Your assignment → Here is a listing; restate all of it exactly.
(Dataset content begins)
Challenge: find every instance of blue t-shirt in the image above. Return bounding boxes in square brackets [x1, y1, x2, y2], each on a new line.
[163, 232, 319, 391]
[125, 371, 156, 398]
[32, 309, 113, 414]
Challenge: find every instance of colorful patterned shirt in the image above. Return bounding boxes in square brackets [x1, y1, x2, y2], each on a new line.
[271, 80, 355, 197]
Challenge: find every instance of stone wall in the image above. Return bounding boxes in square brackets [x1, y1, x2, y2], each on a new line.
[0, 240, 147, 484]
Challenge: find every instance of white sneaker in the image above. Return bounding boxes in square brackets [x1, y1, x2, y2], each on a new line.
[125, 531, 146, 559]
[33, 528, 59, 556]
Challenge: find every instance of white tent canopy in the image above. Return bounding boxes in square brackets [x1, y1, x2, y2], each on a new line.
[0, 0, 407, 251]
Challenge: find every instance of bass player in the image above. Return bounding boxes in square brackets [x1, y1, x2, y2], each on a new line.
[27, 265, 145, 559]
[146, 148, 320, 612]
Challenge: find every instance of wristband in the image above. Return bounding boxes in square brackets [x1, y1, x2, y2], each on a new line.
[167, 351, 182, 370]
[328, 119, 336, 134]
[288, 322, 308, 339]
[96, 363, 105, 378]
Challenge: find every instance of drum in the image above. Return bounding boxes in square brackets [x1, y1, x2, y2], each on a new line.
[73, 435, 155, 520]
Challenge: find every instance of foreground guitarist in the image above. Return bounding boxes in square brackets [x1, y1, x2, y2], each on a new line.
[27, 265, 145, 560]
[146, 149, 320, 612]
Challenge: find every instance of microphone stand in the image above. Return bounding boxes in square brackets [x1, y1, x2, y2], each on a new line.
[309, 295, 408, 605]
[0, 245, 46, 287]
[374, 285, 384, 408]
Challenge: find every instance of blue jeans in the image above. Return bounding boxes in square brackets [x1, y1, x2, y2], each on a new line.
(Dataset content ends)
Result →
Challenge: find every instance of blue t-shirt in the image above. Return bounding boxes in square brackets [x1, y1, x2, y2], each on a new line.
[163, 232, 319, 391]
[125, 371, 156, 398]
[32, 309, 113, 414]
Challenge: find every instance of colorful patterned shirt in the image above. Return bounding boxes in square brackets [x1, y1, x2, y2], each on a new line.
[271, 80, 355, 197]
Challenge: find every instance of stone wall in the image above. Return bounding boxes in square brackets [x1, y1, x2, y2], each on a new line.
[0, 240, 147, 484]
Challenge: find every instance of white sneaker in the image above. Return bounding boxes in square brackets [x1, y1, x2, y2], each on a new line.
[125, 531, 146, 559]
[33, 528, 59, 556]
Challenge: find every instance of white tent canopy in the image above. Return bounding boxes in square brackets [x1, y1, x2, y2], each on a new line.
[0, 0, 407, 251]
Challenge: find every instance of bass player in the image above. Return bounding boxes in square brackets [x1, y1, x2, y2], each on a new line.
[27, 265, 145, 559]
[146, 148, 320, 612]
Challenge: find every instance of wristband in the image above. Return bounding boxes in square brackets [x1, y1, x2, y2], each on a new line.
[167, 351, 182, 370]
[328, 119, 336, 134]
[288, 322, 308, 339]
[96, 363, 105, 378]
Challenge: find every instance of drum in the image above. Return bounding boxes in square brackets [x1, y1, x2, y2], each on a new line.
[73, 435, 155, 520]
Challenge: find every instance of foreground guitarist in the image above. Return bounding boxes in square brackets [x1, y1, x2, y2], each on a new line.
[27, 265, 145, 560]
[146, 149, 320, 612]
Challenge: find every instance of microphone stand in the image above. Return bounding boxes in square brackets [x1, y1, x2, y2], each on a new line.
[309, 295, 408, 605]
[0, 245, 46, 287]
[374, 285, 384, 408]
Challenge: find every instance of blue jeans in the image above. Return bounding boxes in square brackets [x1, y1, x2, y2], each on a new line.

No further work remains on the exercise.